TASKS AND EXERCISES:
(a) From the grok filter post, output the text between "Rodolphe_Redoute · September" and "[2] attempts, retrying.", inclusive.
(b) Answer these questions using the grok filter post:
(i) What date format does the date block match?
(ii) What does the filter do when "_grokparsefailure" is in the tags?
(iii) Besides "[beat]", which field does the mutate block remove?

TEXT PASSAGE:
—————

Multiple grok filter

Rodolphe_Redoute · September 4, 2017, 11:11am

Hi,

I have a log file that can contains these 2 type of line :
> 2017-06-28 14:23:04 W Failed to send file to URL [http://some.URL.tv/server/some_tag.m3u8] after [2] attempts, retrying.
> 2017-06-27 10:40:34 I Dmx[24879.1] MPTS PCR wrapped from [95443.694] to [0.011]

i made 2 grok that match them so here is my filter :

filter {
  if [type] == "elemental_live" {
    grok {
      match => {"message" => "\A%{TIMESTAMP_ISO8601:timestamp}%{SPACE}%{WORD:LogLevel}%{SPACE}%{WORD:key}%{NOTSPACE:trash}%{SPACE}%{GREEDYDATA:message}"},
      match => {"message" => "\A%{TIMESTAMP_ISO8601:timestamp}%{SPACE}%{WORD:LogLevel}%{SPACE}%{CISCO_REASON:key}%{NOTSPACE:URL}%{SPACE}%{GREEDYDATA:supplement}"}
    }
    if "_grokparsefailure" in [tags] {
      drop {}
    }
    date {
      match => [ "timestamp", "YYYY-MM-dd HH:mm:ss" ]
    }
    mutate {
      remove_field => ["host"]
      remove_field => ["[beat]"]
    }
  }
}

The thing is, if I try to get only 1 line with a grok the filter work, but when i put the 2 grok filter, i have an error so i suppose that my error is a syntax error, but i can't find the problem
here is the error :

> [2017-09-04T11:54:25,405][ERROR][logstash.agent ] Cannot create pipeline {:reason=>"Expected one of #, } at line 59, column 154 (byte 1472) after filter {\n if [type] == \"elemental_live\" {\n grok {\n match => {\"m essage\" => \"\\A%{TIMESTAMP_ISO8601:timestamp}%{SPACE}%{WORD:LogLevel}%{SPACE}%{WORD:key}%{NOTSPACE:trash}%{SPACE}%{ GREEDYDATA:message}\"}"}

Does anyone has an idea please ?

—————

RECORDS SUPPLIED:
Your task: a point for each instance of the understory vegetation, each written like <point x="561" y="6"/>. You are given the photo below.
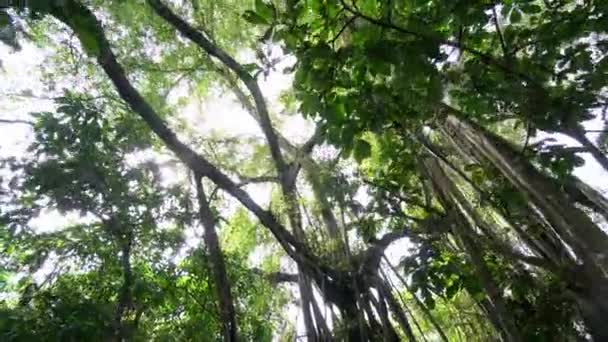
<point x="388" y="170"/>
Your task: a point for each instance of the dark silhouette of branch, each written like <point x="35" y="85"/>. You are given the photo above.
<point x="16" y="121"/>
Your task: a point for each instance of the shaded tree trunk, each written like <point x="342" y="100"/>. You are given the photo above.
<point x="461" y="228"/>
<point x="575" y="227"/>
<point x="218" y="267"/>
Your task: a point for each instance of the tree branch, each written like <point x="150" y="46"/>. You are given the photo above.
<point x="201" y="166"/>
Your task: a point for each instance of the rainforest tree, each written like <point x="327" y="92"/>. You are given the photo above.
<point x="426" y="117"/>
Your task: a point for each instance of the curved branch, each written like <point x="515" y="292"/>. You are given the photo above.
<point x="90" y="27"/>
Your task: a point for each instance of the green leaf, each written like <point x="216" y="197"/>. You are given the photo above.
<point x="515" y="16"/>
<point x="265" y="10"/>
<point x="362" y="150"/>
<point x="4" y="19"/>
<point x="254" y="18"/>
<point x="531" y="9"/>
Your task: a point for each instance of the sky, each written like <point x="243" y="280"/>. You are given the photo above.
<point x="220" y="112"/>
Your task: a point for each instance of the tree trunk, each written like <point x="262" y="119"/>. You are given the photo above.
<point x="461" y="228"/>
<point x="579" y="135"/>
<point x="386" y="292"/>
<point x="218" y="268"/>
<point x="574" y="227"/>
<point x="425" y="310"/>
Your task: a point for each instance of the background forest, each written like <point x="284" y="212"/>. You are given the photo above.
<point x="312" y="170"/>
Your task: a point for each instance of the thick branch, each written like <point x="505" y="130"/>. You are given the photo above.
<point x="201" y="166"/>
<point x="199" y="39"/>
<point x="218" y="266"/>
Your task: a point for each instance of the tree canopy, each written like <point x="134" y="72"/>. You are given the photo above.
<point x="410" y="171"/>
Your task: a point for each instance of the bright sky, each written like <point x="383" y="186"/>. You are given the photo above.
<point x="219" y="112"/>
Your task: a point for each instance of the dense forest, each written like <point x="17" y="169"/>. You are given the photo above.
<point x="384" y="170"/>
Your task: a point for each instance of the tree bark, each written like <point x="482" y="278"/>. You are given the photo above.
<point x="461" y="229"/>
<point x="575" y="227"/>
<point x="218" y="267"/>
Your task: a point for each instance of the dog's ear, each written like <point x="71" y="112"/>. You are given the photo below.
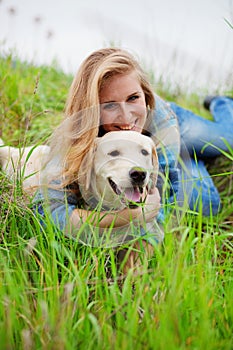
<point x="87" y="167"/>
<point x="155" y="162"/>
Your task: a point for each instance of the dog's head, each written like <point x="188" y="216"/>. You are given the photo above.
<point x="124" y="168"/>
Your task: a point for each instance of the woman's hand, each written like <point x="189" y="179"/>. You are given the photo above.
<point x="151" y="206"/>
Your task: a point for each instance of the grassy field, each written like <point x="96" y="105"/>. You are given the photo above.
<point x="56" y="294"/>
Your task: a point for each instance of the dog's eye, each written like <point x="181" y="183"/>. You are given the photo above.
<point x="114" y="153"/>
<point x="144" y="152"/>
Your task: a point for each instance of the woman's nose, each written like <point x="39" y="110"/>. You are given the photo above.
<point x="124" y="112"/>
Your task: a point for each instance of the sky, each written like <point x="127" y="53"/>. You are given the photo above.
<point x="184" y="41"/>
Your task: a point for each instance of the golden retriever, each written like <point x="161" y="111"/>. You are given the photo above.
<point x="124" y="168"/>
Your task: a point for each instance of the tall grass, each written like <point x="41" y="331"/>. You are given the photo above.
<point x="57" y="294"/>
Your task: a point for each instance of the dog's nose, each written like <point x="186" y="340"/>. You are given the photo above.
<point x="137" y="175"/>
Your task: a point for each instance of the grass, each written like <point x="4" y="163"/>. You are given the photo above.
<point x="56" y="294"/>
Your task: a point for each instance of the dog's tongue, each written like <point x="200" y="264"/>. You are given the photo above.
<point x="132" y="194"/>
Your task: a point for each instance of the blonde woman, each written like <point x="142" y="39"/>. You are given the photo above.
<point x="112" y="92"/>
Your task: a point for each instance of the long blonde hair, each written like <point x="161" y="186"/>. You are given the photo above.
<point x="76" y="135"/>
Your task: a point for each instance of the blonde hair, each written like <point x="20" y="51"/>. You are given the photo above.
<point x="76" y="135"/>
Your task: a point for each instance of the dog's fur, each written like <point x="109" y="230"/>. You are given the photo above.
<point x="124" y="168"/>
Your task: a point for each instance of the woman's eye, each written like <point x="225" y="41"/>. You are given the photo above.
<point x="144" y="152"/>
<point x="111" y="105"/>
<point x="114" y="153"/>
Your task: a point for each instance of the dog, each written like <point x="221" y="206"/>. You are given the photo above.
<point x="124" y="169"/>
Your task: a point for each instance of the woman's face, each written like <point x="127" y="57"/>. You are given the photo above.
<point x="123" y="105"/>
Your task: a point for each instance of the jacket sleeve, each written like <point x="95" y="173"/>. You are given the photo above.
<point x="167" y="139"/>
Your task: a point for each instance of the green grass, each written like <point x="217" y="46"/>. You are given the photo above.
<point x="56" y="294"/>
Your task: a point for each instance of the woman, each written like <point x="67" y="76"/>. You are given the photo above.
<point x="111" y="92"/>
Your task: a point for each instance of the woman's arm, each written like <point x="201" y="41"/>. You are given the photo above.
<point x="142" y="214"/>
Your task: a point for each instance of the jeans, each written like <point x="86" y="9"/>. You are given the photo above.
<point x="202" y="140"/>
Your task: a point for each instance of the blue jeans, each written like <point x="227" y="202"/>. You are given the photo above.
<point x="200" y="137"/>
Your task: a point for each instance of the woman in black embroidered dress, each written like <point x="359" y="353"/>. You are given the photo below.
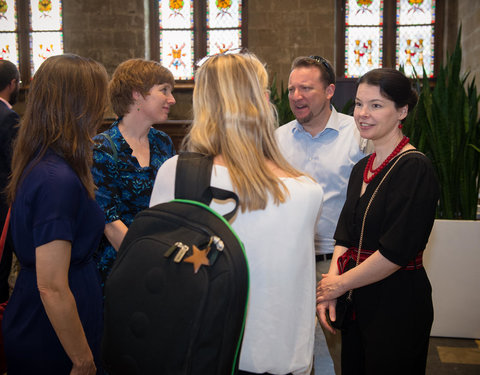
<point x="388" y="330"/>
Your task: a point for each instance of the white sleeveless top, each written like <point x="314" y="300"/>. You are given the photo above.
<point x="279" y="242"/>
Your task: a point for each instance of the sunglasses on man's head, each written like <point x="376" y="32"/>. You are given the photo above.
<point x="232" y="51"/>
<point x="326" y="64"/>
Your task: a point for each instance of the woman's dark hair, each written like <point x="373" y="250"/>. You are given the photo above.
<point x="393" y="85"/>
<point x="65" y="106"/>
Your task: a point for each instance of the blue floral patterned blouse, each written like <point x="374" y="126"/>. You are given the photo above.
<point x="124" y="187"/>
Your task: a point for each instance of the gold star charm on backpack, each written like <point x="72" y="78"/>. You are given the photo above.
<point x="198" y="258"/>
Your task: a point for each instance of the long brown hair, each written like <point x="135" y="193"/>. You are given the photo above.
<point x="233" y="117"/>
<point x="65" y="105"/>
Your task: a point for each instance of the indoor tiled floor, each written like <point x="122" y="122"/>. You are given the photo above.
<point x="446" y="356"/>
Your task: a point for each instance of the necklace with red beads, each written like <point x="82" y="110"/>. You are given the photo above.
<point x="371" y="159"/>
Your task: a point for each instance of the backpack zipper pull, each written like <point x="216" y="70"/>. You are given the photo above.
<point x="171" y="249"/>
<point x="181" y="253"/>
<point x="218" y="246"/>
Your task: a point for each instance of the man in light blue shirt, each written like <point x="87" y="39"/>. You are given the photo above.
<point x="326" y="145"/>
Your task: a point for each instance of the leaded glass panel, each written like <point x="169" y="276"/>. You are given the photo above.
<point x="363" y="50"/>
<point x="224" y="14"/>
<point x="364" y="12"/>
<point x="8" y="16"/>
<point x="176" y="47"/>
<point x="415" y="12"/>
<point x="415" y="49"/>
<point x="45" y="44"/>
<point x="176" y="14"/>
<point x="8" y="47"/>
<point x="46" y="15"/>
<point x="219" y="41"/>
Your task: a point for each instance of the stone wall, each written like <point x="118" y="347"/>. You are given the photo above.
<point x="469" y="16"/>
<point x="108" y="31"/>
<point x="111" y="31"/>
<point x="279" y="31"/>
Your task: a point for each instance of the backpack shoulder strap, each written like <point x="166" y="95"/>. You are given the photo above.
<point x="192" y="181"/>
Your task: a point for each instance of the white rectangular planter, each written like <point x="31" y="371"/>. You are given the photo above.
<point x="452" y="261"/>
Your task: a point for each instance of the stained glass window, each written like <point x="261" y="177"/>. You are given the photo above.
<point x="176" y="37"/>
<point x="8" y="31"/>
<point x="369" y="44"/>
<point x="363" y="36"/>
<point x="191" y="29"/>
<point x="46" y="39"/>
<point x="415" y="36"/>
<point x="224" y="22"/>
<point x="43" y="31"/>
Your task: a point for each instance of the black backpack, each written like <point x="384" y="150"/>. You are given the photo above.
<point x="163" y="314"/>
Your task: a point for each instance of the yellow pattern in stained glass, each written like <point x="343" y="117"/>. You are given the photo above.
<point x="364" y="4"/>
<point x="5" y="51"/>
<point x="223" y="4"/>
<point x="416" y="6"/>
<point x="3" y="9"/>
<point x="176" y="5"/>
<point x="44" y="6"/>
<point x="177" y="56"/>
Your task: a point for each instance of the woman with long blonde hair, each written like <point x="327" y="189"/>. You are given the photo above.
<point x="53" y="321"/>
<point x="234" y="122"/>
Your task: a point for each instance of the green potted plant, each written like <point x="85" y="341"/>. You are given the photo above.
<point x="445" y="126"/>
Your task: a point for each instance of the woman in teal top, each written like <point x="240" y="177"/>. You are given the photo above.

—————

TASK RESULTS:
(a)
Rodolphe_Redoute · September 4, 2017, 11:11am

Hi,

I have a log file that can contains these 2 type of line :
> 2017-06-28 14:23:04 W Failed to send file to URL [http://some.URL.tv/server/some_tag.m3u8] after [2] attempts, retrying.

(b)
(i) "YYYY-MM-dd HH:mm:ss"
(ii) It drops the event.
(iii) host